• **SOURCE DOCUMENT**:

The rand was surprisingly strong this week, gaining 2.3% against the dollar. What is unusual is that it achieved this in the midst of a stronger dollar and slightly softer global equity markets. Ordinarily global risk-on sentiment leads to a weaker dollar, rising global equity markets, and stronger emerging market currencies. At the moment, the local currency is bucking the trend, which we feel presents an opportunity to transfer funds into foreign currency without paying a premium.
US markets, while very slightly softer for the week, remain incredibly stable, which may have much to do with the fact that they see it likely that Jerome Powell will come in for another term at the helm of the US Federal Reserve. This comes as the central bank prepares to pull back its emergency-level support, according to investors, even as some chide the Fed chief for policies they say have pumped excessive liquidity into markets.
Wall Street is widely expecting that Powell, who was nominated for the role by President Donald Trump in 2017, will be renominated by President Joe Biden for another four-year stint. His current term, which runs out in February 2022, has proven positive for risk assets, with the S&P gaining 71% since his appointment on 5 February 2018, and hitting a series of new records, in part, helped by emergency measures the Fed launched in response to the coronavirus pandemic.

• **INFORMATION SHOWN**:

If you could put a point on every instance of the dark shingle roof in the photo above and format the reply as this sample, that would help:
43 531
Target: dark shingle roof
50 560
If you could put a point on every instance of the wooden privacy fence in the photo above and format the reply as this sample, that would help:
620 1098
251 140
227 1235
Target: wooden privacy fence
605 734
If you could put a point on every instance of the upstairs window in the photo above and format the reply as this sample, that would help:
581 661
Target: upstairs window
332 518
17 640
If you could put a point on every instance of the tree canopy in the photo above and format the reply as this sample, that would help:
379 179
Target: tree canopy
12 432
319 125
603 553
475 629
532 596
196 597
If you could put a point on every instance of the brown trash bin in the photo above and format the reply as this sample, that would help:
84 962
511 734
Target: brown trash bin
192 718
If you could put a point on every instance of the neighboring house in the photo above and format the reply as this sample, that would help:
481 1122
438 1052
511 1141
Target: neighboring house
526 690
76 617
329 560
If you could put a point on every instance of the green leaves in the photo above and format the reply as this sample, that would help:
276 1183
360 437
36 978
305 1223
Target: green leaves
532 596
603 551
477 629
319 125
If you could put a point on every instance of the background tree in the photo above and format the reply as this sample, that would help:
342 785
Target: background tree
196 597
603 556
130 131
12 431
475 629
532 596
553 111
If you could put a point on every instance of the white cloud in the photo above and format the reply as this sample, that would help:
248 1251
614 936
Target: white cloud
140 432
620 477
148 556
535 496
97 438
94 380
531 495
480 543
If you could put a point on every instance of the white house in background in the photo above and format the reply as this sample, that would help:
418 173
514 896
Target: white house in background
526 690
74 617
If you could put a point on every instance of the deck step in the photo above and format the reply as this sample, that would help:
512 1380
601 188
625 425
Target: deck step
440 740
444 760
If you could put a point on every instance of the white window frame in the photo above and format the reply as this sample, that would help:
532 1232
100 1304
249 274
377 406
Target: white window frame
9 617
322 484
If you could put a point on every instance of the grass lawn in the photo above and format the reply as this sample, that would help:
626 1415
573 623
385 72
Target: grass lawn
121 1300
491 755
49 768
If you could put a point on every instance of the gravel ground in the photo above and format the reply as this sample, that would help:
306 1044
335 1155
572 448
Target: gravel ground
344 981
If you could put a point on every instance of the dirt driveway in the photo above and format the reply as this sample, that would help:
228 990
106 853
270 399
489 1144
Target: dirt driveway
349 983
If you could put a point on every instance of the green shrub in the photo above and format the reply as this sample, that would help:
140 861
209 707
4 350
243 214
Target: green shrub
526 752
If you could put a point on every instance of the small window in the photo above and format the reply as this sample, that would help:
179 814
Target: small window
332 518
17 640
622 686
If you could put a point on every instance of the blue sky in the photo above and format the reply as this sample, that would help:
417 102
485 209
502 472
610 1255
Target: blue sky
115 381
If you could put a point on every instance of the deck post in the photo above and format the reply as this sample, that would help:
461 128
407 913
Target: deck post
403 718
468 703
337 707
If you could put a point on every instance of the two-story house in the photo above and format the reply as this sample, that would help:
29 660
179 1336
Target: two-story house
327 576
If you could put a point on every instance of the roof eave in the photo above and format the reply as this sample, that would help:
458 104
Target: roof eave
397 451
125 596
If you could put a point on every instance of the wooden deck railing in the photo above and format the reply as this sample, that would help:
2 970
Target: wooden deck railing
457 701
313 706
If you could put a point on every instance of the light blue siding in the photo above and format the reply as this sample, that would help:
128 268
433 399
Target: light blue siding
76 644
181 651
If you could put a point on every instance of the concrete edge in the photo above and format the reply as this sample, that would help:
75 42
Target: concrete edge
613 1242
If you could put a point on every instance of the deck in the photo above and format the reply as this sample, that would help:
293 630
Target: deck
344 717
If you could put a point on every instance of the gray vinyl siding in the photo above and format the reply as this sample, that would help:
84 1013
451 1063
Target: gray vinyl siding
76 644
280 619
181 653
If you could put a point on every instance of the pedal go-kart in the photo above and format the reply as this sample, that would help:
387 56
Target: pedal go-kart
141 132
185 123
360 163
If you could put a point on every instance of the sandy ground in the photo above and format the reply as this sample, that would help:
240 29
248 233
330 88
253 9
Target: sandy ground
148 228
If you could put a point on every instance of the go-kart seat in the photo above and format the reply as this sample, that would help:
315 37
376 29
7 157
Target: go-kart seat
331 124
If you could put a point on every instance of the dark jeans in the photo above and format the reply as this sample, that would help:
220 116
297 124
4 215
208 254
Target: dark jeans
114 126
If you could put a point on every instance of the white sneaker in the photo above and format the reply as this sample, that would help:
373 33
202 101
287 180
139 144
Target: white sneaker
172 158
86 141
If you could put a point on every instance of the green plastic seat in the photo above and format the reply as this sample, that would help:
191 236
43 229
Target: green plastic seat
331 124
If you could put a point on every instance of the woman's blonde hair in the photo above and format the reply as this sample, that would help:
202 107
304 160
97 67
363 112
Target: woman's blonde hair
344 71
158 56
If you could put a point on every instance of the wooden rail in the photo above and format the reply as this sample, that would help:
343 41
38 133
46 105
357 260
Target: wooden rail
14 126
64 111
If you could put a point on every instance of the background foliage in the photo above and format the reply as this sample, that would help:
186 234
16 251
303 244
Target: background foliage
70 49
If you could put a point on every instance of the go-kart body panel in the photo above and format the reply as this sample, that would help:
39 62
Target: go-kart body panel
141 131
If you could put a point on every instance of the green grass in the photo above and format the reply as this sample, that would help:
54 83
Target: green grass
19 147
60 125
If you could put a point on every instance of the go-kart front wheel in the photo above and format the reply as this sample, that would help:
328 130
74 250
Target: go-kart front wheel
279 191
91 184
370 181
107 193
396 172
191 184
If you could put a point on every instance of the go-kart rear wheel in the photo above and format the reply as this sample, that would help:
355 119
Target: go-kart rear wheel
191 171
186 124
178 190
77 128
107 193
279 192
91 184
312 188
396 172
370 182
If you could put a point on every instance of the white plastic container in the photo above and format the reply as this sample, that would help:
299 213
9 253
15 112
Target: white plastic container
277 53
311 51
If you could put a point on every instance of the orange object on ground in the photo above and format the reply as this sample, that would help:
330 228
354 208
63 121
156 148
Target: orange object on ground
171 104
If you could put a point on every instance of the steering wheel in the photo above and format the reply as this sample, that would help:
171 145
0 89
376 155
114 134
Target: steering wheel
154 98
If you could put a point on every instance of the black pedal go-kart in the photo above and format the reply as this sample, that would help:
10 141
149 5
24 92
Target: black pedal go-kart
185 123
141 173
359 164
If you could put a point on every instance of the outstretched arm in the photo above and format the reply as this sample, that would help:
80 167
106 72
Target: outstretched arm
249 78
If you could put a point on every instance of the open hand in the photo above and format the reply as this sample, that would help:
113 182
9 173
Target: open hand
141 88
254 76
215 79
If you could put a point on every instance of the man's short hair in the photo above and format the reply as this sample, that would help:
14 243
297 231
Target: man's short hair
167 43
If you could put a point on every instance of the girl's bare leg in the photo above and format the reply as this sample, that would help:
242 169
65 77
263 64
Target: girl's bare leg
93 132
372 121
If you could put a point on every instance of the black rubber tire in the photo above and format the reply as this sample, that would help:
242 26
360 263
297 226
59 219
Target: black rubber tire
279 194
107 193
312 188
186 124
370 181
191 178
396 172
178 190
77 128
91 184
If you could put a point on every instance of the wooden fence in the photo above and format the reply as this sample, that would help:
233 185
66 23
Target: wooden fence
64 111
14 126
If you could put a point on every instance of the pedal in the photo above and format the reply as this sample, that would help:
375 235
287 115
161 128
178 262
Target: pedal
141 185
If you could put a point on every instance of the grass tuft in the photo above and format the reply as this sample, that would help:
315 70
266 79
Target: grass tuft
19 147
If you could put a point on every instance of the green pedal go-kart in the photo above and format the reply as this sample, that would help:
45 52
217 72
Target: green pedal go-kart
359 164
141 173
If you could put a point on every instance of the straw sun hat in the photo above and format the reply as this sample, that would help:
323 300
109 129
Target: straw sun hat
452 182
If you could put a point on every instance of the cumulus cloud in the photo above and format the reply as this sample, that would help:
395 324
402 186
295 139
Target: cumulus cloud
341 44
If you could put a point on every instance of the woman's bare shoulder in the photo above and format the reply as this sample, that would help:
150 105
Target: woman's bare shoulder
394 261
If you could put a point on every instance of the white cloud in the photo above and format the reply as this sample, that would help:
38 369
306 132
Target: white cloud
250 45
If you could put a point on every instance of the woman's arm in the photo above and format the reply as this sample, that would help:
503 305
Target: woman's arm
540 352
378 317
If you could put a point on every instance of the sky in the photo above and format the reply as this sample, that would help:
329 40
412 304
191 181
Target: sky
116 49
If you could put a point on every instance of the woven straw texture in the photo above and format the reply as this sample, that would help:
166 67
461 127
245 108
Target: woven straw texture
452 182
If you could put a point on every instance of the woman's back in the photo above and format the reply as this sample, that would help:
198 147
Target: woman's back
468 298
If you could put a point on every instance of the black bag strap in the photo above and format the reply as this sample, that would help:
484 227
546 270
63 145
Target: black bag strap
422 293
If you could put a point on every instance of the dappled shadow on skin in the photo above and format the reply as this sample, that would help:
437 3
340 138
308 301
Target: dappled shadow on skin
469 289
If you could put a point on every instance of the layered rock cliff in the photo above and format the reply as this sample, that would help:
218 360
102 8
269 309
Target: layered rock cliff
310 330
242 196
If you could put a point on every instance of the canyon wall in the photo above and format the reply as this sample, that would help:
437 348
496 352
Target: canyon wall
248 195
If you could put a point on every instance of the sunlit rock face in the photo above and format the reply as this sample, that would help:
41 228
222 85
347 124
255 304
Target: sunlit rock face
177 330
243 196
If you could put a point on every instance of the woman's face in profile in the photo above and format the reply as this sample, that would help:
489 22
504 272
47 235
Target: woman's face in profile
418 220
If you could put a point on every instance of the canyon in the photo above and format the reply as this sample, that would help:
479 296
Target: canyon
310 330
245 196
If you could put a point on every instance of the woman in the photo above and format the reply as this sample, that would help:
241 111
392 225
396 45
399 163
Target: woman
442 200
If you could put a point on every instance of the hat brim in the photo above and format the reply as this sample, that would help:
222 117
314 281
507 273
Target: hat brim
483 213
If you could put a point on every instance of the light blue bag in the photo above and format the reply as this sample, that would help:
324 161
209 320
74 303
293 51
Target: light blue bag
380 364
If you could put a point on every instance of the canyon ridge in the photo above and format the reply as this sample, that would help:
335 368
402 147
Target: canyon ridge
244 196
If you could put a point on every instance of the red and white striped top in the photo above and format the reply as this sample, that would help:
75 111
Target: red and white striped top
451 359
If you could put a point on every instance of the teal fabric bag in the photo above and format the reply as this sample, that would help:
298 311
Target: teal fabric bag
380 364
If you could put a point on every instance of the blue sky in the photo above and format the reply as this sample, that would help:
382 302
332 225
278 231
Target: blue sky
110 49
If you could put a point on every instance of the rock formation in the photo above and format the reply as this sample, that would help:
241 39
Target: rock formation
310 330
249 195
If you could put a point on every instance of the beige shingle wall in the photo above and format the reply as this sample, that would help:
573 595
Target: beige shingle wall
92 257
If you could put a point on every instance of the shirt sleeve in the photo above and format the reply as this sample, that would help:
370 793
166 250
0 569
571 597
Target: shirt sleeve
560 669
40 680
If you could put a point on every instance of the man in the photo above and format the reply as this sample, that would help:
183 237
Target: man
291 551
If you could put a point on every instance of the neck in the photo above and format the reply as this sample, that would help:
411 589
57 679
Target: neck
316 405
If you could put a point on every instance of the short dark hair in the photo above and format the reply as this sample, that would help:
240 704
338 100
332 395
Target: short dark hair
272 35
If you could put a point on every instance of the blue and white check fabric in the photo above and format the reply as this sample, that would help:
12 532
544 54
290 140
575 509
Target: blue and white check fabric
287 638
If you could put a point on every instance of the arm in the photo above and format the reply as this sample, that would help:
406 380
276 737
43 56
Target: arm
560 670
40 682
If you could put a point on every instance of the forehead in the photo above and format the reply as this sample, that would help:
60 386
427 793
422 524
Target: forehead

• **EXERCISE INSTRUCTIONS**:
1. Rewrite the market commentary from "The rand was" up to and including "paying a premium.", replacing "local currency" with "domestic currency".
2. According to the market commentary, when does Jerome Powell's current term run out?

• **ANSWERS PROVIDED**:
1.
The rand was surprisingly strong this week, gaining 2.3% against the dollar. What is unusual is that it achieved this in the midst of a stronger dollar and slightly softer global equity markets. Ordinarily global risk-on sentiment leads to a weaker dollar, rising global equity markets, and stronger emerging market currencies. At the moment, the domestic currency is bucking the trend, which we feel presents an opportunity to transfer funds into foreign currency without paying a premium.

2. February 2022